#### [What the task asks]
With the first line as the start and the line containing "Target: shingle roof" as the end, write out every line of the records exactly.

#### [The records]
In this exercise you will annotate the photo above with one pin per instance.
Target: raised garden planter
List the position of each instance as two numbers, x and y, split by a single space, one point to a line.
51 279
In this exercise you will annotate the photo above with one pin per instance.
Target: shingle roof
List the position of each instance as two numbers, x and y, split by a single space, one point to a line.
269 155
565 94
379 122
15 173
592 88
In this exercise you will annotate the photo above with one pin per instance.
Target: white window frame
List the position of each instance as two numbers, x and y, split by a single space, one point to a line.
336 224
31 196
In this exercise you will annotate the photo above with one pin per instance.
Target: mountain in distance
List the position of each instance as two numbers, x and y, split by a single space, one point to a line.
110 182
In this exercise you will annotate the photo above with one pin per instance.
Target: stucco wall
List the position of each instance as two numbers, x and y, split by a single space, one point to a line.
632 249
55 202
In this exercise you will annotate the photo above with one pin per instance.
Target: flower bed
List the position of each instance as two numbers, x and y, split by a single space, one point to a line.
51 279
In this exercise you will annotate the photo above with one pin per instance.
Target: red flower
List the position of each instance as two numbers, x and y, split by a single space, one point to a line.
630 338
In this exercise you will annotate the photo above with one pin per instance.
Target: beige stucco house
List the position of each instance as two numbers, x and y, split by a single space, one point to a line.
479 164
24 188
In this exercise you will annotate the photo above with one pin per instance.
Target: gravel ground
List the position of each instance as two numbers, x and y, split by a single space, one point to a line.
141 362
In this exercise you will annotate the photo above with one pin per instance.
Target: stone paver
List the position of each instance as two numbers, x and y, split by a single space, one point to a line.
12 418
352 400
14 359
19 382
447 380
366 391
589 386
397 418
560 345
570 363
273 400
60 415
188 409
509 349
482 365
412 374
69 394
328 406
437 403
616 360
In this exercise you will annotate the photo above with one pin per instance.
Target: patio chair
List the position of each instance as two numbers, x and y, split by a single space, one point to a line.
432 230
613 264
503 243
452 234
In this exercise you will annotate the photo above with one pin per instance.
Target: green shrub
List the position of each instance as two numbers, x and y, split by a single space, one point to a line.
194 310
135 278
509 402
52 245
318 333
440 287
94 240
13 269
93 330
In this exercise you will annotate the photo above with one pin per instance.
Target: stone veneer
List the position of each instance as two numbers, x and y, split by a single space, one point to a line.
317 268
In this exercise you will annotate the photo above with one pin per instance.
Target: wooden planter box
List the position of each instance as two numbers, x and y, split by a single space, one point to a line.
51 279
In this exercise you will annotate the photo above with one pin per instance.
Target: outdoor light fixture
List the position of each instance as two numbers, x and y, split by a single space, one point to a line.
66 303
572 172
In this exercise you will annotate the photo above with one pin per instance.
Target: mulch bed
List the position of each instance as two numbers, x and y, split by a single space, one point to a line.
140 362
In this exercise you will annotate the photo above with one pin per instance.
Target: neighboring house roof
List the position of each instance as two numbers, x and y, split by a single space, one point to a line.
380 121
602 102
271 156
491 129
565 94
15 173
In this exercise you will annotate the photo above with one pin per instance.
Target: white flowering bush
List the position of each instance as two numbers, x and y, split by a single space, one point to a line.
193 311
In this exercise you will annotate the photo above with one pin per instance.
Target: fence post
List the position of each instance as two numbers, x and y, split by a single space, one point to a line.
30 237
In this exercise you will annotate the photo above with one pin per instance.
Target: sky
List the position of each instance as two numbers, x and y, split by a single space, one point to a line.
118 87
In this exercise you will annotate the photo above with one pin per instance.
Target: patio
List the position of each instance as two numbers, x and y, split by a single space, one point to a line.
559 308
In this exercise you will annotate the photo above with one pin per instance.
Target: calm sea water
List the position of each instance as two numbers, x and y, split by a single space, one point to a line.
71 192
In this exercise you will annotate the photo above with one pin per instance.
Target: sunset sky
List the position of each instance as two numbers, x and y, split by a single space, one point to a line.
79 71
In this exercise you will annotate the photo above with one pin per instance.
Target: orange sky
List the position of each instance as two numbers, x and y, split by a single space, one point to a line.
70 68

#### [Result below]
In this exercise you will annotate the photo above with one pin per instance.
Target: raised garden planter
List the position of each instance as two numbers, x and y, split by a single space, one point to a line.
51 279
In this exercise you will annotate the photo above with one pin per instance.
Target: shingle roof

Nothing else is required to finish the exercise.